◆ **Document excerpt**:
* * * * * * * * *
Let's see...Let's start with the Bryco, since it's featured with such prominance in the article. Bryco is a manufacturer of cheap guns, quality and price wise. A bryco semi automatic pistol can typically be bought for around $100-$200. The lack of "safety" features helps keeps price down and that is why they are not there.

It has nothing to do with a "corrupt gun industry" as some people like to put it. You can buy a BMW with anti-lock brakes, highly engineered "crunch" points, side airbags and radar collision detection, and it will be safeer then the yugo with standard breaks, gas tank in the position most likely to explode, poor handling, and no airbags. The differance? About $55,000. Is this because Yugo is a corrupt car manufacturer?

No, it's because it's bout as cheap to buy a new yugo as it is to fix your old one if it breaks.

And now for fun with statistics!

At least 9,485 people were killed -- and another 127,000 wounded -- in unintentional shootings from 1993 to 2001.

Unintentional shootings include "accidently pulling the trigger" and shooting youself in the ass, or "accidently" shooting your partner in the head. Some of them may have been caused by "defective" firearms. More likely is that they couldnt have been prevented by anything less then welding the trigger in place because the shooter is an idiot.

The pistol, a Bryco Model 38 semiautomatic, lacked critical safety features, making the weapon more dangerous to handle. There was no easy way to tell the gun was loaded and it fired even after the magazine -- the clip with ammunition -- had been removed.

First rule of firearms safety. Every gun is always loaded. What do you do when making a gun "safe"? CHECK THE CHAMBER! Every time! Even when a fellow "firearms enthusiast", who knows what he's doing, and might as well be called an "expert" checks the chamber and hands me a gun, right after I take it, I keep my finger off the trigger, I check the chamber for myself, and then I might dry fire it pointed in a safe direction


Quote: Some poorly designed guns have gone off accidentally in the hands of children and inexperienced firearm owners, who made foreseeable mistakes.
* * * * * * * * *
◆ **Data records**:
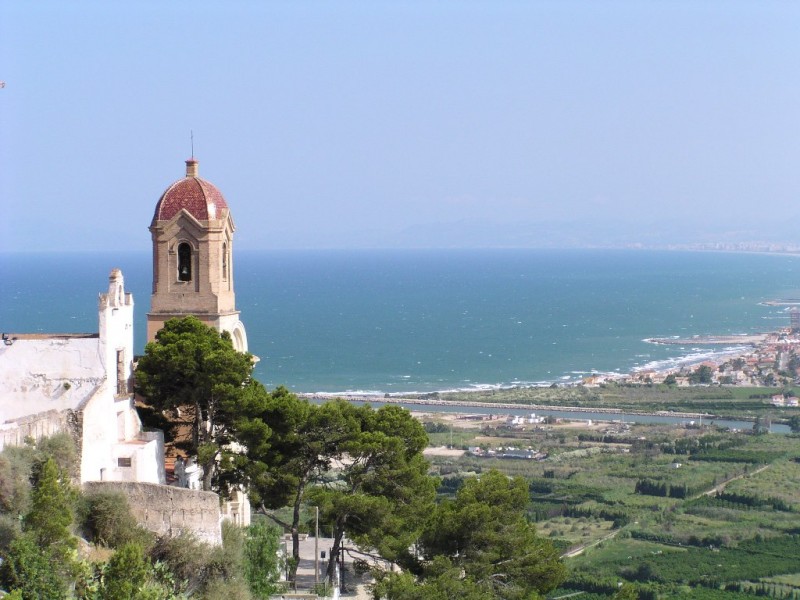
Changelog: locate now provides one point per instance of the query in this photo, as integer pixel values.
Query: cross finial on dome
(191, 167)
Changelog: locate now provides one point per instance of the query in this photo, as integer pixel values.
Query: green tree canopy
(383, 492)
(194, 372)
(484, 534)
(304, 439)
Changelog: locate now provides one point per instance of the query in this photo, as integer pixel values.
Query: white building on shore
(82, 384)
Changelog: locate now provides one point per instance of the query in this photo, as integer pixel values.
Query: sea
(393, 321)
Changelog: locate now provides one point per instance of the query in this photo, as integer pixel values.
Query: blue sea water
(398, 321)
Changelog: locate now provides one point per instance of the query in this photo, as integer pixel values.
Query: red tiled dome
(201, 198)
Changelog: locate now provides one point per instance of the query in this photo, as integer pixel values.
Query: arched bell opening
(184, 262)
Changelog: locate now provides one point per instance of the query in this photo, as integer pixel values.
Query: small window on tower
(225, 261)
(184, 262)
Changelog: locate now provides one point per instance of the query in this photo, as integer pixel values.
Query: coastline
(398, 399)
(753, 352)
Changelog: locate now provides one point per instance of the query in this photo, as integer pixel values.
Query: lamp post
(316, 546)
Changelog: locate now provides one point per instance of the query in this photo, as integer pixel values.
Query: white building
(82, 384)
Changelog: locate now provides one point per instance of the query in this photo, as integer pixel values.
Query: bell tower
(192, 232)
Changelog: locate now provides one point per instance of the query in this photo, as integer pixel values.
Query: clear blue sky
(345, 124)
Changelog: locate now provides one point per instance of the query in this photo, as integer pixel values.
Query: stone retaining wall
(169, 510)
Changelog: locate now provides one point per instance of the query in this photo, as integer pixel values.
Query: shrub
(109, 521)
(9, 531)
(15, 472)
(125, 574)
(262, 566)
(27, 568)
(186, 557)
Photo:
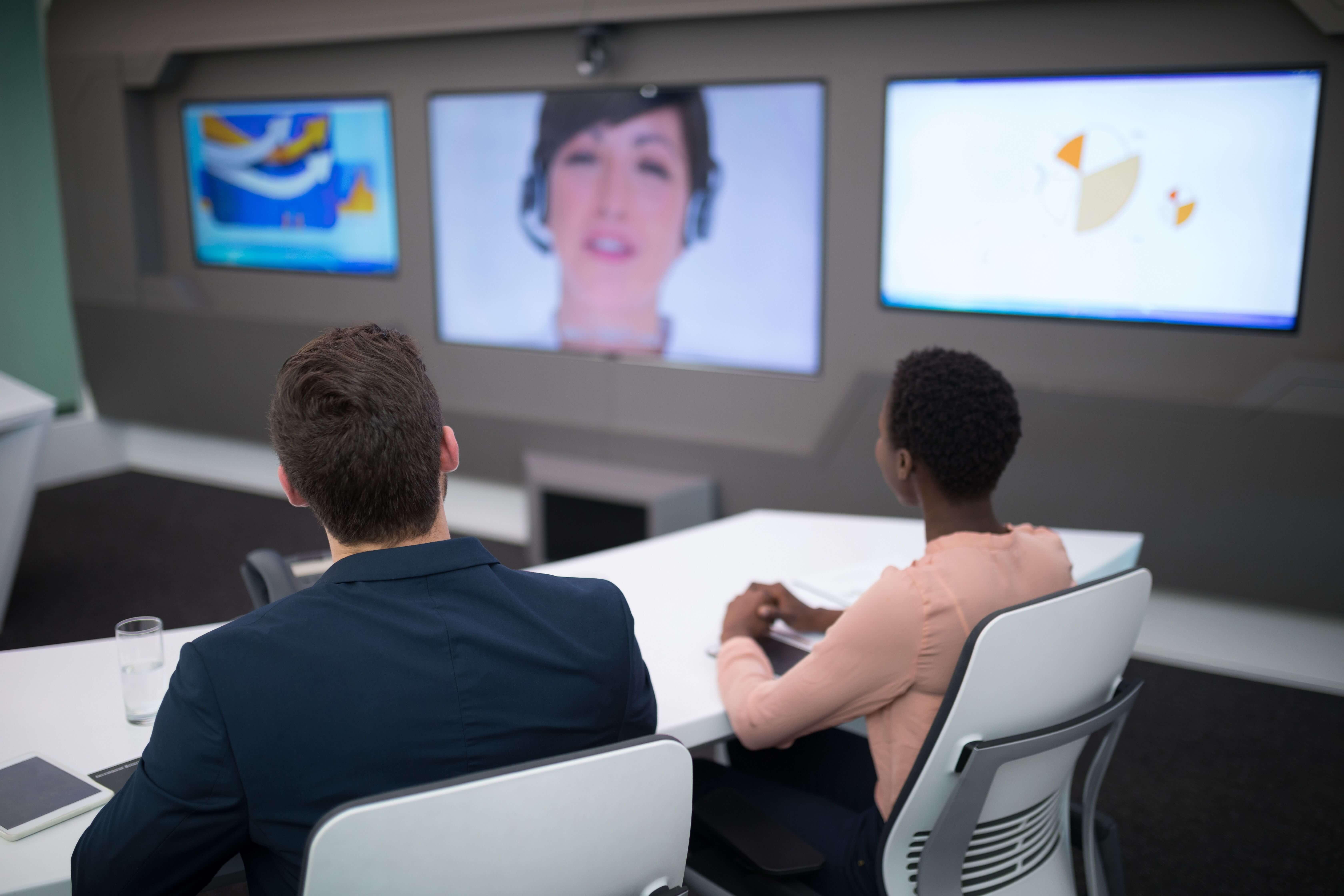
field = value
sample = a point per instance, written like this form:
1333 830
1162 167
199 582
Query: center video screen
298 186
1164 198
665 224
* * * * * * * * *
◆ **Prompt A**: Condense the paragraph of the gun safety post that begins "The pistol, a Bryco Model 38" into a short bulleted list, keeping its main facts.
◆ **Prompt B**: Carry the gun safety post forward with a few more sentences, starting after its final quoted line.

◆ **Right answer A**:
- The pistol was a Bryco Model 38 semiautomatic.
- It lacked critical safety features, which made it more dangerous to handle.
- There was no easy way to tell it was loaded.
- It fired even after the magazine (the clip with ammunition) had been removed.

◆ **Right answer B**:
Forseeable mistakes= pulling the trigger while pointed in an unsafe direction. No safety prevents that.

Ruger ignored nearly a century of safety technology when it manufactured the gun to original specifications, with no device to prevent the exposed hammer from striking the cartridge if the gun fell or hit a hard surface.


Just like the orginal. Hardly a defect. That'd be like complaining if you were injured because your exact replica of the Model T didnt include anti lock breaks, airbags, and superior handling through modern design. Remember, the gun in question is from the late 1800's. of course it doesnt have modern safety features!

Safety features, like those missing from the Bryco pistol that shot Brandon Maxfield, are especially effective in preventing accidents among people with limited knowledge of firearms.

They're referring to "magazine safeties". The problem in that case is not a defective firearm, it's a defective user. That being said, the lawsuit protection bill Mr Benchley keeps bringing up would not cover defective firearms.

Bryco, which I agree makes unsafe guns (cheap products are often less safe...no news here) would still be liable if someone dropped a gun and it went off and injured them. Lawsuit pre-emption would prevent people from suing companies like Beretta, maker of safe firearms, because of a criminal action by a third party. In short, The bill has nothing to do with defective firearms, only defective people.